— THE TASK —
Rewrite every row below with "set one dot" switched to "place a single dot", leaving everything else as it stands.

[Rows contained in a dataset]
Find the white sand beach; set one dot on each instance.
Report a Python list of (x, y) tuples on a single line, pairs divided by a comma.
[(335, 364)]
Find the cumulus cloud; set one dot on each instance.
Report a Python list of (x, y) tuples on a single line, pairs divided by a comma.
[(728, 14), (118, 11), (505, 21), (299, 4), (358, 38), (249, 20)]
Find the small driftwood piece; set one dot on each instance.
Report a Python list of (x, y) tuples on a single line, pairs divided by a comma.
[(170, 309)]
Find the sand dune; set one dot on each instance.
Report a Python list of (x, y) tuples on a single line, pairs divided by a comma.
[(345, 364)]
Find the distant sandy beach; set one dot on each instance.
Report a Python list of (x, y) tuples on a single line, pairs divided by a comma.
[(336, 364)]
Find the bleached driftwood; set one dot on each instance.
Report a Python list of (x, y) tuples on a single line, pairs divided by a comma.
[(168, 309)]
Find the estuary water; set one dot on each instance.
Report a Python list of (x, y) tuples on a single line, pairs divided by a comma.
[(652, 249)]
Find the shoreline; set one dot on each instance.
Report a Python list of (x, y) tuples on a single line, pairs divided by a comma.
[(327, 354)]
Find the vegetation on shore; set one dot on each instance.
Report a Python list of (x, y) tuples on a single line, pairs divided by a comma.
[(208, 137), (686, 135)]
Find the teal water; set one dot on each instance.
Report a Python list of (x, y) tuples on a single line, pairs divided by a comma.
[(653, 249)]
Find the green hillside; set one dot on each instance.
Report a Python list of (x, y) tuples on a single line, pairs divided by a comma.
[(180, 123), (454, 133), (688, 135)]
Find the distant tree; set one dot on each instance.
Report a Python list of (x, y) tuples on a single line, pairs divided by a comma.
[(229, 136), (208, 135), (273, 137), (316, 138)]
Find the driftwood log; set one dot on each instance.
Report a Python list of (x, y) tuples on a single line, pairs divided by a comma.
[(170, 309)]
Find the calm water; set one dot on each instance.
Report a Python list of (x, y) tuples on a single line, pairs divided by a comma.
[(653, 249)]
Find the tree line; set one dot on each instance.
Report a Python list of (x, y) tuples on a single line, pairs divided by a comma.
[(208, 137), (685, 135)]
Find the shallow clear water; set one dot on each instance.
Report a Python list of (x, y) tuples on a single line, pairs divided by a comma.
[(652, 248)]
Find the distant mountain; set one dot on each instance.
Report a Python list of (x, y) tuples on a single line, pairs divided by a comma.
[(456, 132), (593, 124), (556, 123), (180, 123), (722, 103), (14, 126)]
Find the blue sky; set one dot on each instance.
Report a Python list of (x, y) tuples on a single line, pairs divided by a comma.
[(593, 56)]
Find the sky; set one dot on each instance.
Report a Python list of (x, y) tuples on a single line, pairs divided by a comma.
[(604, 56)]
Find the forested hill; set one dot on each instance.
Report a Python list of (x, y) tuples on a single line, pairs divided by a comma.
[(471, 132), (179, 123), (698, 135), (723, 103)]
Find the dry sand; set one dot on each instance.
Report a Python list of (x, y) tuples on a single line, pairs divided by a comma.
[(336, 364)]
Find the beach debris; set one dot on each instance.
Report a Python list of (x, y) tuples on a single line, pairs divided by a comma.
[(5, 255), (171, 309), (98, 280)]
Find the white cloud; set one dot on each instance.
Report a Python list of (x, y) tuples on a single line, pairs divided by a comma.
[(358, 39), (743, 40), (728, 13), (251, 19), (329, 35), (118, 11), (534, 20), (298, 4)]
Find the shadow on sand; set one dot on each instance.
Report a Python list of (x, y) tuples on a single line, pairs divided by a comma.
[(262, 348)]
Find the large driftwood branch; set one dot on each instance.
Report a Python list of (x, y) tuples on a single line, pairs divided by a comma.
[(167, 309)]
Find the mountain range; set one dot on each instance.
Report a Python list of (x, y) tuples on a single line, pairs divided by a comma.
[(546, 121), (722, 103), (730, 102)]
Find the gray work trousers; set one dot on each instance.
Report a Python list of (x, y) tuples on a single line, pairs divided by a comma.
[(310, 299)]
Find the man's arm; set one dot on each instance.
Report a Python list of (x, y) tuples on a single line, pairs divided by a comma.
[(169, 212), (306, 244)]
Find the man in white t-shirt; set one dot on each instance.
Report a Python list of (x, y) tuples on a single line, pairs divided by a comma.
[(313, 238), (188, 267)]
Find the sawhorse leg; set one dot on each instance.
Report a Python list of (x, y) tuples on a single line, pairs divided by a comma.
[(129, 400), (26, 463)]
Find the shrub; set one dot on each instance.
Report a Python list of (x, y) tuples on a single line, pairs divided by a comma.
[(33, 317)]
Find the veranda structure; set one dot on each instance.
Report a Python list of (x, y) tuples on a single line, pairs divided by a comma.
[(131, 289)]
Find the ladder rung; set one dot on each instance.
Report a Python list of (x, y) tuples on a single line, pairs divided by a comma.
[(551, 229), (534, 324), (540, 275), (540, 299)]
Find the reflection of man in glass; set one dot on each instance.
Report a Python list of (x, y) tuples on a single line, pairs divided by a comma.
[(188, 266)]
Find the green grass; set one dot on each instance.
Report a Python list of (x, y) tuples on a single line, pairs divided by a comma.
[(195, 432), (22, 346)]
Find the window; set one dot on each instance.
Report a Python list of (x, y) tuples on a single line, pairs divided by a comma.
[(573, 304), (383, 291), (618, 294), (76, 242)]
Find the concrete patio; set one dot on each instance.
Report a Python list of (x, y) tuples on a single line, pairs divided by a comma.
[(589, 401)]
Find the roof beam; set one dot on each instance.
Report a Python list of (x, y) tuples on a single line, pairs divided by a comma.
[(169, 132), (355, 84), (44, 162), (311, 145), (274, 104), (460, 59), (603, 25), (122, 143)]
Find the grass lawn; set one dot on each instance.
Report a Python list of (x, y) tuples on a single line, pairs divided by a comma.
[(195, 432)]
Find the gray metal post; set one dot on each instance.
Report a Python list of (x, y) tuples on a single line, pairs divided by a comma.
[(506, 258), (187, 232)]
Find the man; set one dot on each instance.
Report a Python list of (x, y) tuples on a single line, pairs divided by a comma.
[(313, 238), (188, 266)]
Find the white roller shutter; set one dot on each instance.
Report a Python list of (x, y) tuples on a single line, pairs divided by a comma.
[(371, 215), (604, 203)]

— WRITTEN SOLUTION —
Find the white sand beach; place a single dot on each instance.
Report a Python list of (x, y) tuples on a single line, pairs divided by a comma.
[(335, 364)]
Find the cumulus cloud; place a single dot on each instance.
Report a Python list of (x, y) tuples on a single line, pairs divided by a comma.
[(728, 14), (118, 11), (505, 21), (299, 4), (358, 38), (249, 20)]
Find the small driftwood piece; place a single dot on each instance.
Report a Python list of (x, y) tuples on a single line, pairs divided by a comma.
[(170, 309)]
Find the sand dune; place a single dot on each instance.
Report a Python list of (x, y) tuples on a single line, pairs divided by a comma.
[(345, 364)]
Find the distant sandy beach; place a single dot on each instance.
Report a Python list of (x, y) tuples on a single line, pairs divided by a comma.
[(336, 364)]
Find the bleached driftwood; place a single dot on each instance.
Report a Python list of (x, y) tuples on a single line, pairs divided by a comma.
[(168, 309)]
Find the estuary water; place a single dot on each instance.
Report a Python list of (x, y) tuples on a single line, pairs divided by a comma.
[(652, 249)]
Find the shoreline; place a single dot on each instance.
Report a Python list of (x, y) tuples on a single line, pairs divided by a comma.
[(327, 354)]
Find the vegetation on shore; place a single dot on each instance.
Report a Python list of (x, y) tuples on a single line, pairs divided by a comma.
[(208, 137), (686, 135)]
Find the teal water; place a single dot on each instance.
Report a Python list of (x, y) tuples on a single line, pairs divided by a comma.
[(653, 249)]
Find the green hillside; place a single dot on each instance.
Report a Python list of (x, y) tuples on a single line, pairs divided by a comma.
[(180, 123), (454, 133), (688, 135)]
Find the distant tree; place a single dot on each instance.
Report a Python list of (x, y) tuples on a single line, pairs divided by a comma.
[(229, 136), (208, 135), (273, 137), (316, 138)]
Find the driftwood log; place a single dot on each instance.
Report a Python list of (x, y) tuples on a single line, pairs divided by a comma.
[(170, 309)]
Find the calm water; place a single dot on each instance.
Report a Python list of (x, y) tuples on a single line, pairs divided by a comma.
[(653, 249)]
Find the tree line; place a single dot on each instance.
Report a Python list of (x, y) tuples on a single line, pairs divided by a comma.
[(208, 137), (685, 135)]
Find the shallow clear water; place a single dot on each instance.
Report a Python list of (x, y) tuples on a single line, pairs divided by a comma.
[(652, 248)]
Find the distant mountain; place a single dot on each instance.
Report a Python list of (x, y) tuples on a single line, pairs divided by a comma.
[(456, 132), (593, 124), (556, 123), (180, 123), (722, 103), (14, 126)]
Find the blue sky; place a single dot on each instance.
Report a Python list of (x, y) tuples on a single line, pairs divided by a comma.
[(593, 56)]
Find the sky; place a single dot on each instance.
Report a Python list of (x, y) tuples on a single line, pairs divided by a comma.
[(604, 56)]
Find the forested hill; place a single dot on each instance.
Report a Python list of (x, y) tuples on a single line, pairs divided by a comma.
[(471, 132), (179, 123), (698, 135), (723, 103)]
Find the dry sand; place a single dot on each instance.
Report a Python list of (x, y) tuples on a single line, pairs divided by a comma.
[(336, 364)]
Find the beach debris; place a single dot on each instance.
Report a Python list of (x, y) tuples on a single line, pairs divided by a comma.
[(5, 255), (171, 309), (98, 280)]
Find the white cloud; place a single dot on each instance.
Report a Python list of (x, y) tuples on a single line, pairs divided by a comma.
[(358, 39), (743, 40), (728, 13), (251, 19), (329, 35), (118, 11), (534, 20), (298, 4)]
Find the shadow on sand; place a single dot on each instance.
Report a Python list of (x, y) tuples on a single line, pairs divided by a comma.
[(262, 348)]
Find the large driftwood branch; place a single dot on each instance.
Report a Python list of (x, y) tuples on a single line, pairs divided by a comma.
[(167, 309)]
Find the mountain range; place a single dot on each instance.
Report a Python list of (x, y) tuples on a single line, pairs divided by a comma.
[(546, 121), (722, 103), (730, 102)]
Find the gray work trousers; place a single dot on each instance.
Report a Python list of (x, y) tuples on a single line, pairs divided by a comma.
[(310, 299)]
Find the man's arm; place a single dot on each instance.
Report a Python list of (x, y) tuples on a single line, pairs divided by a comma.
[(169, 212), (306, 244)]
Find the man in white t-shirt; place a single dot on each instance.
Report a Python list of (x, y) tuples on a single line, pairs divided by a comma.
[(313, 238), (188, 267)]
Find the sawhorse leg; place a single dot on each instance.
Report a Python list of (x, y) tuples on a single line, pairs divided by a comma.
[(129, 400), (26, 463)]
Find the shrub; place a single dot on each instance.
Report a Python list of (x, y) tuples on a single line, pairs divided by a comma.
[(33, 317)]
Find the veranda structure; place a single dot on each instance.
Report a Python list of (x, y) tuples on a single line, pairs divided by a comma.
[(131, 289)]
Find the ladder rung; place a single dot on each instance.
Report a Python list of (x, y) tuples on a single line, pairs divided by a comma.
[(551, 229), (534, 324), (540, 275), (540, 299)]
Find the reflection of man in glass; place a single dot on each instance.
Report a Python list of (x, y) tuples on a single line, pairs divided by a comma.
[(188, 266)]
Find the green grass; place a single dot on each instance.
Report a Python list of (x, y) tuples on a single line, pairs divided by a comma.
[(195, 432), (22, 346)]
Find the window; place a single dot on each instance.
Report a Python list of (x, y) tuples on a single line, pairs divided by a comma.
[(573, 304), (383, 291), (618, 294), (76, 242)]
Find the concrete patio; place a single dot on each instance.
Report a Python list of (x, y) tuples on a single line, pairs divided by a comma.
[(589, 401)]
Find the roof beam; place a single dot on each instance.
Report a Python list of (x, y) tuples on a single line, pairs divided by a comma.
[(169, 132), (355, 84), (44, 162), (311, 145), (274, 104), (460, 59), (603, 25), (122, 143)]
Find the grass lawn; place a single dot on each instance.
Report a Python list of (x, y) tuples on a single line, pairs divided by a comma.
[(195, 432)]
Find the gray metal post; place a single dot on each instance.
Report a Python list of (x, y) tuples on a single line, pairs divided by a comma.
[(506, 258), (187, 232)]
Find the man; place a single dot on each instance.
Report a Python list of (x, y) tuples on a single line, pairs divided by a comma.
[(313, 238), (188, 266)]
Find the white roller shutter; place a single dot on each instance.
Report a Python list of (x, y) tuples on a single line, pairs divided by a comma.
[(371, 215), (604, 203)]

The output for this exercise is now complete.